• _WHAT THE EXERCISE ASKS_
From the entries, copy out every line in which the word "person" is found.

• _SOURCE DATA_
....................

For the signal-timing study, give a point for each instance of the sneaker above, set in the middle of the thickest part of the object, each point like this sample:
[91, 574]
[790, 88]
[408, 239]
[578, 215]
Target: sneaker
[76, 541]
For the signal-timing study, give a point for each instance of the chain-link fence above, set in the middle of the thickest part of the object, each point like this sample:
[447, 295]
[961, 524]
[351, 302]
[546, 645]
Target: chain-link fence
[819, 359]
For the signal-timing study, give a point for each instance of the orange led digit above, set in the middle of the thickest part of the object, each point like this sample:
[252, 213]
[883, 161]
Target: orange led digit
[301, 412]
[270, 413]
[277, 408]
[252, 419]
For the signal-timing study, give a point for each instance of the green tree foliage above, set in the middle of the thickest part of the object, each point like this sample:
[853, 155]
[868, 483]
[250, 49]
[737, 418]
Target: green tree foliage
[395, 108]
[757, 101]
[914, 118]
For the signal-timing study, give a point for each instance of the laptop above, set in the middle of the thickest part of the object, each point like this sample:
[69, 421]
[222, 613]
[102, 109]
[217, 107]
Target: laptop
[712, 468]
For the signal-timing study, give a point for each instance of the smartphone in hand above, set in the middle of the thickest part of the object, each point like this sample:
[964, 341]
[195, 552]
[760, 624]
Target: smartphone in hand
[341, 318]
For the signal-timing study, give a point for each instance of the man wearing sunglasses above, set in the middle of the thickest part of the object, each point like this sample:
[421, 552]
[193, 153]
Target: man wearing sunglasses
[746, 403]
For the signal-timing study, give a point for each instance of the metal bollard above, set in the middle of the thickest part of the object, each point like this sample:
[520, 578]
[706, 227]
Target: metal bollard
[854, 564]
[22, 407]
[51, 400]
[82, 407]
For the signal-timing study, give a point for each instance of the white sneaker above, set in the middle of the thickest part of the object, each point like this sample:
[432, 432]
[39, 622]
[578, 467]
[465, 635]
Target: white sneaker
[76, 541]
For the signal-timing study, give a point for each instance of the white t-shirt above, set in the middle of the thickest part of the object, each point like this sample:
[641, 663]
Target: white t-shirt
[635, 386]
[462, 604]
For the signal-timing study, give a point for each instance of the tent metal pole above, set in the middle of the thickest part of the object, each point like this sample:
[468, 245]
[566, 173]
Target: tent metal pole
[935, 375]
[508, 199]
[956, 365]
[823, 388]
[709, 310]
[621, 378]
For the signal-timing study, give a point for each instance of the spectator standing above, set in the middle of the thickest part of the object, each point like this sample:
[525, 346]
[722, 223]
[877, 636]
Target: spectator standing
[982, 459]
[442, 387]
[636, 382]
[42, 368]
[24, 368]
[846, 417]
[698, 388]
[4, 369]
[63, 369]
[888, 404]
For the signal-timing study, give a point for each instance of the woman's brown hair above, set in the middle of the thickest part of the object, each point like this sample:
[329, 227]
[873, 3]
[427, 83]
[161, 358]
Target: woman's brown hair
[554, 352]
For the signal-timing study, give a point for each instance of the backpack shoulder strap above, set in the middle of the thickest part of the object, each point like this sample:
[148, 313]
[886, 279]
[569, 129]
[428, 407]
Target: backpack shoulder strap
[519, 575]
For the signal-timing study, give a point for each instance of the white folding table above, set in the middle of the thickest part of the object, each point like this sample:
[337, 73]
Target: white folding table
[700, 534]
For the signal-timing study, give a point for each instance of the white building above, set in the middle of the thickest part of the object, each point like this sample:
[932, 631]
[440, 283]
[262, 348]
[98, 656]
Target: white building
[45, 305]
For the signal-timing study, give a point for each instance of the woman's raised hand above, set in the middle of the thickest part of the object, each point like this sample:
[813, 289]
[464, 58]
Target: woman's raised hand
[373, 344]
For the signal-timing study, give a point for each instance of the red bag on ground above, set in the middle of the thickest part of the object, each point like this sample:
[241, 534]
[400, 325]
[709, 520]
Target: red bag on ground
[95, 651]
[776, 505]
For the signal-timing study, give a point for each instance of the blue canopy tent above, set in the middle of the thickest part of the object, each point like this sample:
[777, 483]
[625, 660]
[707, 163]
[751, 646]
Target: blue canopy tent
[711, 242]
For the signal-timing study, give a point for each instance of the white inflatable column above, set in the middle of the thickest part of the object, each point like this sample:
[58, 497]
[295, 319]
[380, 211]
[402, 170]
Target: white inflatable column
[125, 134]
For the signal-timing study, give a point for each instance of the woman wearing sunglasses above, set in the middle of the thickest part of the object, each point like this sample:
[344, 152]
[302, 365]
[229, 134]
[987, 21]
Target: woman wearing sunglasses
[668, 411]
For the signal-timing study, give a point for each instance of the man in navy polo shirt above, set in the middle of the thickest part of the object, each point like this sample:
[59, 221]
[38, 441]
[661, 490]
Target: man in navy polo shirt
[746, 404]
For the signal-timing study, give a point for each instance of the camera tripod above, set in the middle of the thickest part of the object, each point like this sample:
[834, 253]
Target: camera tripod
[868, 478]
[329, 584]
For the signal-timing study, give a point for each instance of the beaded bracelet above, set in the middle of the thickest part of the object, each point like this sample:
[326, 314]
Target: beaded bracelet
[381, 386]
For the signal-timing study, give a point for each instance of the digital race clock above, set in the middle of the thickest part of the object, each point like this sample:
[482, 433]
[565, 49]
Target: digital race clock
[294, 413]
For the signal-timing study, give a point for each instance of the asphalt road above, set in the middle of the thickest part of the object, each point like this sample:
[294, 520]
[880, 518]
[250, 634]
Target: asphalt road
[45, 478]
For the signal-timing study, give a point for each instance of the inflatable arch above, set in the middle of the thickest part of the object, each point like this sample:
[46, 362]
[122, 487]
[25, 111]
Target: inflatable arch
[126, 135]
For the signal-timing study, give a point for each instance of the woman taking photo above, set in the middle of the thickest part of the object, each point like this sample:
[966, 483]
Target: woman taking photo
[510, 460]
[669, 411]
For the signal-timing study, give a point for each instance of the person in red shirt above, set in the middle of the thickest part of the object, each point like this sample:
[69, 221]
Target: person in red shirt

....................

• _RESPONSE TO THE EXERCISE_
For the signal-timing study, give a point for each instance of the person in red shirt above, set in the middle of the thickest part of the object, each point like this sample:
Target: person in red shirt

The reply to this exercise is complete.